TO DO: Write out the data exactly as given, dropping every picture.

(Natural-language object grounding data)

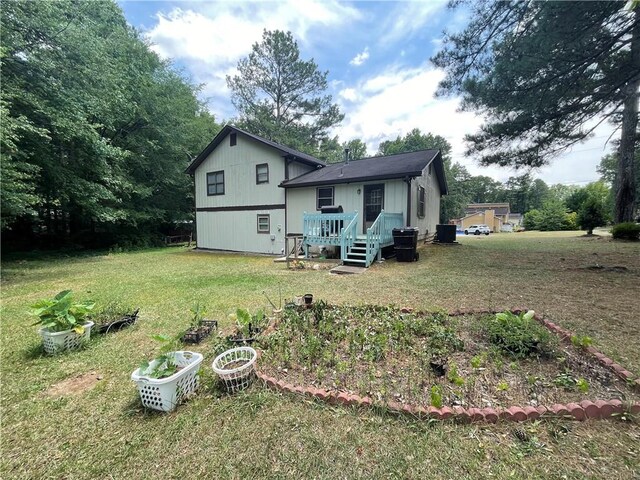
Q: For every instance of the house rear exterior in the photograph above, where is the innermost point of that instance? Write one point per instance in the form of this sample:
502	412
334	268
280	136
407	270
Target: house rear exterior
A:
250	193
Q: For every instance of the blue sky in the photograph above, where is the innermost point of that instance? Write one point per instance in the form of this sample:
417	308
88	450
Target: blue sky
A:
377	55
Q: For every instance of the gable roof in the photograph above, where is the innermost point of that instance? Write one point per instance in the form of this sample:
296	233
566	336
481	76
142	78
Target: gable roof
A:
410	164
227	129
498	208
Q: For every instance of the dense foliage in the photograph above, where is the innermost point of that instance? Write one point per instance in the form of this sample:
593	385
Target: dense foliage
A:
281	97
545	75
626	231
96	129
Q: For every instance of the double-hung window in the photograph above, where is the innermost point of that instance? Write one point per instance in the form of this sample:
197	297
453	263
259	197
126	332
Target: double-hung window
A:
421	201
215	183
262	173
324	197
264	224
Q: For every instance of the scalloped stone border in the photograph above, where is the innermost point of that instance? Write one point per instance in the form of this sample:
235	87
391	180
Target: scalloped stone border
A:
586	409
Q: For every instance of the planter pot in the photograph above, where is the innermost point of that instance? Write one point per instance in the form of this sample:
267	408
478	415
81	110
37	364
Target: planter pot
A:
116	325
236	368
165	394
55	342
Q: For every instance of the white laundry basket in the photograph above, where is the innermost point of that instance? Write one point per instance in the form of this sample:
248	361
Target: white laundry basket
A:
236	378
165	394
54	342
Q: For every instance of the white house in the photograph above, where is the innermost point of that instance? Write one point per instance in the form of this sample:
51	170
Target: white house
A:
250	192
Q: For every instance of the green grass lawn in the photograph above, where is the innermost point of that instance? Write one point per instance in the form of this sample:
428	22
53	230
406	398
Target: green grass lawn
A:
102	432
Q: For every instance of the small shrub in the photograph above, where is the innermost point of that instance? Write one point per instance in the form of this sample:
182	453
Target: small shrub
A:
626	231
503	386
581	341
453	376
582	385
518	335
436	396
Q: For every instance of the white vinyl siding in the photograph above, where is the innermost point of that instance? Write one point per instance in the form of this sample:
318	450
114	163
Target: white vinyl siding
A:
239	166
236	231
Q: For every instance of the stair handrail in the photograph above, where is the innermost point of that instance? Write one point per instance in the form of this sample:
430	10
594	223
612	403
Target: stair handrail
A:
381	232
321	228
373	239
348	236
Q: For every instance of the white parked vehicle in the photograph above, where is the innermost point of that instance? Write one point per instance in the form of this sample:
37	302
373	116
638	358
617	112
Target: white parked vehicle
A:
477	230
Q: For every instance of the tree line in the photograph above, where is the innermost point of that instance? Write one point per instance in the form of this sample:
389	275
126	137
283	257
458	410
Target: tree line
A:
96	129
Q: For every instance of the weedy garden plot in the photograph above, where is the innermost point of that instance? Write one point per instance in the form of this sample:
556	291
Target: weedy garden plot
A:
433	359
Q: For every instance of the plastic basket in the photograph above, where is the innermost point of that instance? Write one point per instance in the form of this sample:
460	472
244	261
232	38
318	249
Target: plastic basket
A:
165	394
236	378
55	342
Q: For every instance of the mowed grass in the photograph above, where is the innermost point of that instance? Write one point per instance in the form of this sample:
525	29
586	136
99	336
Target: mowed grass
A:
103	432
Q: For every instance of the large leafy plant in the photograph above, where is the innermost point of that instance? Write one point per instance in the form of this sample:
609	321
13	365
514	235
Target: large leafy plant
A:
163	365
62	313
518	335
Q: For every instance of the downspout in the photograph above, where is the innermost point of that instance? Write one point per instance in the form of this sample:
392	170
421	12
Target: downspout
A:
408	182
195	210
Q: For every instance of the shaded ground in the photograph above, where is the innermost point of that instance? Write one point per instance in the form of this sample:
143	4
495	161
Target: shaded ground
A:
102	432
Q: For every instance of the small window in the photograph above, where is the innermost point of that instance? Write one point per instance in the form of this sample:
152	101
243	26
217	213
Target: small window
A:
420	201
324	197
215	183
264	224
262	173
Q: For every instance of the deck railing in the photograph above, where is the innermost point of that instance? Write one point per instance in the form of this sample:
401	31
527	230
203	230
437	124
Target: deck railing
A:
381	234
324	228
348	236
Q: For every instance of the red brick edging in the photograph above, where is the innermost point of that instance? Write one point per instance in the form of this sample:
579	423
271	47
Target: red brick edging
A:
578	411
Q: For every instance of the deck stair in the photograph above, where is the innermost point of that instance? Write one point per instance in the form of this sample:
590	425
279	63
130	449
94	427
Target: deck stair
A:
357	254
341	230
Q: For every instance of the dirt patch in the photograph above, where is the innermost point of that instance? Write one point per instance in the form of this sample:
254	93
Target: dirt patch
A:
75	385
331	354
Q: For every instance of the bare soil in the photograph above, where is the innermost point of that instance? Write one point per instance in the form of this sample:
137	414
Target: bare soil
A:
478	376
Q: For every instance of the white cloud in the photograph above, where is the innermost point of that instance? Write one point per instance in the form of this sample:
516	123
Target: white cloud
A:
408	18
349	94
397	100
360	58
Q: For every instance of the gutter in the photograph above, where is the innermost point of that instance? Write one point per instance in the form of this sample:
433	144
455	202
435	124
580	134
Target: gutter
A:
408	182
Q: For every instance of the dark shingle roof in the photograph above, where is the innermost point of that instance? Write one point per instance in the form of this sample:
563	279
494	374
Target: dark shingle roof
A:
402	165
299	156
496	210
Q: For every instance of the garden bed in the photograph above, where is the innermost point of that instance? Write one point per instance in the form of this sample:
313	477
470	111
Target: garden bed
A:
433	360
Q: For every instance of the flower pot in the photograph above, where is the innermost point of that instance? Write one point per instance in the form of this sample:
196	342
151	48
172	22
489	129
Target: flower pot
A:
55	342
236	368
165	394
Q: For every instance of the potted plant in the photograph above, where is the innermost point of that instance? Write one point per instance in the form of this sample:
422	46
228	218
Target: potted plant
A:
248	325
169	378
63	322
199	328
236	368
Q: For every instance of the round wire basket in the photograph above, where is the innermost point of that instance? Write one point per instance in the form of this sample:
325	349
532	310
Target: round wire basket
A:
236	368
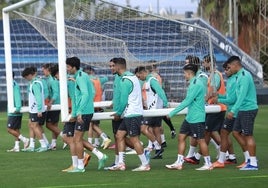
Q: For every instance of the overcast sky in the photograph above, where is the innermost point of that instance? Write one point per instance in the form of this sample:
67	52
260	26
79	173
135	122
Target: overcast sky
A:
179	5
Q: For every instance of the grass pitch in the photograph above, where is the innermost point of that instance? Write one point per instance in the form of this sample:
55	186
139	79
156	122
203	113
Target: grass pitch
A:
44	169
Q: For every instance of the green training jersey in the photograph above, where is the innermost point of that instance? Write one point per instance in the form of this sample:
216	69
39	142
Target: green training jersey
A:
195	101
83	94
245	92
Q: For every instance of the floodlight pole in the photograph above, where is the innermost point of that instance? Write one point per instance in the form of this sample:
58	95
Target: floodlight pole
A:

RESPONSE BOX:
Q: For every instance of the house rear exterior in the photograph above, where is the innermost point of that instance? Write one point per instance in the form of this sample:
502	412
334	268
280	136
407	270
Target: house rear exterior
A:
250	193
Q: For every instance of the blue sky in the photograph above, where is the innermost point of that instance? Write one point per instance in the form of this sample:
417	308
88	450
Target: blue sky
A:
377	55
Q: For every instance of the gable roof in the photograph above, where is the innermost point of that instance? Write one point per instance in the form of this sample:
296	233
566	336
481	76
142	78
Target: gable roof
A:
410	164
227	129
498	208
Q: For every instance of the dense foliage in the photograph above, where is the innermost point of that instance? Write one point per instance in the form of this sample:
593	385
Target: dense foliage
A:
281	97
545	75
626	231
96	129
Q: For every instance of the double-hung window in the photograph above, where is the innermost point of that instance? Write one point per instance in the form of this sample:
197	297
453	263
259	197
126	332
Target: double-hung window
A:
421	201
215	183
262	173
324	197
264	224
Q: For every instance of the scalloped stone border in the photograph above, where is the innermost point of that instance? Write one point per instance in the form of this sample:
235	87
391	180
Target: scalloped stone border
A:
586	409
Q: For every instance of the planter pot in the photograph above, where is the innermost point of that instance? Write one point per instance in the form of this sample:
267	408
478	415
81	110
37	364
Target: planter pot
A:
116	325
236	368
165	394
55	342
Q: For every instance of the white laundry basket in the photograph above, where is the innermost point of that instance? Write one point per instance in the form of this sample:
248	361
Target: white laundry basket
A:
236	378
165	394
54	342
Q: For every instance of the white house in the photograph above, where is the innermost point of that instance? Write one point per instance in the form of this sample:
51	170
Target: white house
A:
250	192
Q: For every instance of the green grass lawn in the photograph above, where is the innermost point of that instance? Write one point per instance in the form of this sample:
428	22
53	230
406	398
Target: green grass lawn
A:
102	432
Q: For every instance of the small shrub in the photograph above, where is the innermost point of that instance? Write one point per instance in the form of this sample:
182	453
Target: small shrub
A:
626	231
503	386
581	341
453	376
582	385
518	335
436	396
Q: For every instance of the white vinyl siding in the photograph above, where is the innermost point of that instance? Write one point per instance in the form of this sample:
318	450
114	163
Target: white vinyl siding
A:
239	166
236	231
Q: For every instance of the stair handrail in the photograph above, where is the innermost point of that instance? Write one point per instance in the form of this sample:
430	10
594	223
612	403
Target: stair handrail
A:
381	232
321	228
373	239
348	236
Q: For every instance of the white parked vehicle in the photograph above, where is the innermost point of that instance? Write one point per instance in the form of this sample:
37	302
373	116
638	358
617	112
Target: white parked vehicle
A:
477	230
Q: For every instance of the tree line in the photograph above, where is the innermost point of that instance? Write one point per instance in the form of this sample:
389	275
126	137
283	257
458	410
Target: tree line
A:
96	129
Q: For every instance of the weedy garden plot in the photograph above, where is the innermost point of that instance? Write one point per instance in the form of this sample:
556	291
Target: weedy garden plot
A:
433	359
Q: For every instance of the plastic basket in the photograph above, where is the innermost point of that instance? Write one point per instance in the form of this sample:
460	472
244	261
232	38
318	249
Target: plastic basket
A:
165	394
236	378
55	342
Q: For every instance of the mowed grass in the photograph above, where is the innermost point of that instance? Write one point per instance in the form of this sample:
525	29
586	136
99	336
Target: mowed grass
A:
103	432
Q: For every instance of the large leafy plant in the photograph above, where is the innermost point of that instance? Write one point per instance in the form of this sample:
609	321
13	365
514	235
Target: large leafy plant
A:
163	365
62	313
518	335
Q: For every instance of the downspout in the photograph above, where is the innermost point of that instance? Write one point per instance in the form of this sample:
392	170
421	12
Target: downspout
A:
408	182
195	210
Q: For every instance of the shaded ground in the photograph above, where is the innermost point of that instance? Write one point per instance in the form of this sample:
143	4
495	161
Target: shaded ground
A:
102	432
Q: For every instance of the small window in the photograph above, where is the innermost point of that instance? Write one point per instance in the form of this sample:
152	101
243	26
217	213
Target: small window
A:
420	201
324	197
215	183
264	224
262	173
Q: For every instance of the deck railing in the photograph above, where is the innermost point of that instance? Write one point per instance in the form of this sample:
401	31
527	230
203	230
437	124
Target: deck railing
A:
381	234
324	228
348	236
Q: For every instance of the red brick edging in the photograph above, where is the innermost point of that instance? Write one point per instance in the form of this sample:
579	423
271	47
Target: red brick edging
A:
578	411
Q: For every instance of the deck stair in the photograph above, where is the innermost point of that instance? Write one point per instance in the form of this sample:
590	425
279	63
130	449
94	427
Target: deck stair
A:
357	254
341	230
Q: For every instance of the dirt patch in the photograph above, where is the innermost point of that instance? Write one point per instance in the form of this sample:
254	93
Target: dirt patch
A:
75	385
331	354
Q: For every instance of the bare soil in the photograph above, where is the innermost point of that instance? Write one point per instance in the form of this sample:
137	414
Target: bare soil
A:
478	376
Q: For every instance of the white cloud in the photograph above, where is the innermost point of that instance? Write one point per instance in the form of this sample:
516	123
Target: white cloud
A:
408	18
349	94
397	100
360	58
Q: For every instance of the gutter in the photograph above, where is the innermost point of that instance? Write one point per instance in the form of this sample:
433	144
455	202
435	124
580	134
Target: gutter
A:
408	182
Q: For every instance of the dark shingle roof in the photograph above, where is the innermost point of that instance? Write one point per instance in the form of this sample:
563	279
494	374
Target: dark shingle roof
A:
402	165
299	156
496	210
Q: For every instance of the garden bed in the photograph above, where is the innermost point of that instance? Write one point per instance in the form of this sample:
313	477
470	111
Target: garden bed
A:
433	360
Q: For every instance of the flower pot in the photograph above, where is the innermost point of that instance? Write one point per instance in the form of this sample:
196	342
151	48
172	22
489	129
Target: flower pot
A:
55	342
236	368
165	394
Q: For every instance of the potted plant in the photograph above, where is the innermost point of that instance? Write one point per instance in the form of this sample:
422	46
228	218
Target: potted plant
A:
248	325
169	378
63	322
199	328
236	368
Q: For every instance of the round wire basket in the photograph above, where is the innermost point of that instance? Write one point per instance in the form of this sample:
325	349
532	310
Target: round wire basket
A:
236	368
Q: For every instance of the overcast sky in the photograph above, where is the innermost point of that instance? Write one point per instance in the form of this sample:
67	52
260	26
79	173
135	122
Target: overcast sky
A:
179	5
Q: For every instance of the grass pitch in the photograph above, where is the innermost point of that instance? Write one point per instance in the form of this sample:
55	186
139	79
156	122
203	113
Target: grass pitch
A:
44	169
Q: For every instance of the green training jersey in the photograph above, where is the innermost point of that instance? Write one point per instance in the form of this sample:
216	69
39	142
Target: green training jersey
A:
195	101
83	94
245	92
Q: For every instance of the floodlight pole in the photograph above, where is the innermost point of that instance? Write one point per instance in the form of this sample:
58	95
Target: floodlight pole
A:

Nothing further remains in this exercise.